__Objective__. Render every line of the records below as a Markdown table with two columns, Row and Line. Number the rows in order and leave out any blank lines.

__Data extract__.

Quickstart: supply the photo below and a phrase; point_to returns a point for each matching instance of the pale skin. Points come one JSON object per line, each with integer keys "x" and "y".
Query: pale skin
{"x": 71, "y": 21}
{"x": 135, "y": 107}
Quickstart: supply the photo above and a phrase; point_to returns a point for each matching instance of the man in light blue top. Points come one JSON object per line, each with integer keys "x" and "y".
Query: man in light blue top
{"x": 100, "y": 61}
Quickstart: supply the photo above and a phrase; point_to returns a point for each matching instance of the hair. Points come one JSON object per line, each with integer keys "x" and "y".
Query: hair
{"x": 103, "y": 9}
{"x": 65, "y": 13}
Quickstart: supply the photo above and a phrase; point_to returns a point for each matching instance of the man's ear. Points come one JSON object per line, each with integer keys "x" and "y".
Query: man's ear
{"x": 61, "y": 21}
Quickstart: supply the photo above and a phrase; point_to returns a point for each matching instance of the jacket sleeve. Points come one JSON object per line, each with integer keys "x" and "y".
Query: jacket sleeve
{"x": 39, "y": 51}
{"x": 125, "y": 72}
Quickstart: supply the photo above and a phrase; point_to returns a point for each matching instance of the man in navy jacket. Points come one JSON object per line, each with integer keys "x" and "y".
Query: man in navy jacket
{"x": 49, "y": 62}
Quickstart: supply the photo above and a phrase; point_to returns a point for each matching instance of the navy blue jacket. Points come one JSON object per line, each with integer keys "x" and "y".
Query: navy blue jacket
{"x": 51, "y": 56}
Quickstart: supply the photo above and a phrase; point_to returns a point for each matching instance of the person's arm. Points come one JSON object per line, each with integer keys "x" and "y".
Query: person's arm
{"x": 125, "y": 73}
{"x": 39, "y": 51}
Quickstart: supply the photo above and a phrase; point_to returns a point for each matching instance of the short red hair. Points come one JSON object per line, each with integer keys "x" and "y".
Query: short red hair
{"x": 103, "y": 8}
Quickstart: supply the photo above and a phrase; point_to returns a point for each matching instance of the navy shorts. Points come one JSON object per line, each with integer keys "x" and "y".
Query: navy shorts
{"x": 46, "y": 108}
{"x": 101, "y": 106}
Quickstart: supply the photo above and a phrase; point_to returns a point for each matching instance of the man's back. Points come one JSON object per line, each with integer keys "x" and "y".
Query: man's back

__Finished task__.
| Row | Line |
|---|---|
| 1 | Quickstart: supply the photo below and a phrase; point_to returns a point for each matching instance of the pale skin. Points come one JSON object per line, each with integer keys "x" and "y". |
| 2 | Query: pale skin |
| 3 | {"x": 71, "y": 21} |
| 4 | {"x": 135, "y": 107} |
| 5 | Quickstart: supply the photo above and a phrase; point_to returns a point for each matching instance of the man in light blue top. Points come one JSON object per line, each with integer keys "x" and "y". |
| 6 | Query: man in light blue top |
| 7 | {"x": 100, "y": 61} |
| 8 | Quickstart: supply the photo above and a phrase; point_to returns a point for each matching instance of the hair. Points come one JSON object per line, each with integer keys "x" and "y". |
| 9 | Query: hair |
| 10 | {"x": 103, "y": 9} |
| 11 | {"x": 65, "y": 13} |
| 12 | Quickstart: supply the photo above and a phrase; point_to returns a point for each matching instance of the man's ear. Points come one JSON object per line, each with integer keys "x" and "y". |
| 13 | Query: man's ear |
| 14 | {"x": 61, "y": 21} |
| 15 | Quickstart: supply the photo above and a phrase; point_to returns a point for each matching instance of the jacket sleeve. Points come one JSON object per line, each with integer keys "x" and "y". |
| 16 | Query: jacket sleeve |
| 17 | {"x": 39, "y": 51} |
| 18 | {"x": 125, "y": 72} |
| 19 | Quickstart: supply the photo above and a phrase; point_to returns a point for each matching instance of the man in navy jacket. Points come one JSON object per line, each with integer keys "x" and "y". |
| 20 | Query: man in navy jacket |
| 21 | {"x": 49, "y": 62} |
| 22 | Quickstart: supply the photo above and a phrase; point_to returns a point for each matching instance of the navy blue jacket. Points come one JSON object per line, each with integer keys "x" and "y". |
| 23 | Query: navy blue jacket |
| 24 | {"x": 51, "y": 56} |
| 25 | Quickstart: supply the photo above and a phrase; point_to returns a point for each matching instance of the person's arm. Points come one JSON object per line, each with integer keys "x" and "y". |
| 26 | Query: person's arm |
| 27 | {"x": 125, "y": 73} |
| 28 | {"x": 39, "y": 51} |
| 29 | Quickstart: supply the photo above and a phrase; point_to returns a point for each matching instance of the short red hair. Points come one JSON object per line, each with integer keys "x" and "y". |
| 30 | Query: short red hair |
| 31 | {"x": 103, "y": 8} |
| 32 | Quickstart: supply the photo above and a phrase; point_to returns a point for each matching instance of the navy shorts. Points come one JSON object per line, each with integer keys "x" and "y". |
| 33 | Query: navy shorts |
| 34 | {"x": 46, "y": 108} |
| 35 | {"x": 101, "y": 106} |
| 36 | Quickstart: supply the photo above and a phrase; point_to returns a point for each matching instance of the man's back. Points come one JSON object per line, each with integer keys "x" and "y". |
| 37 | Query: man's back |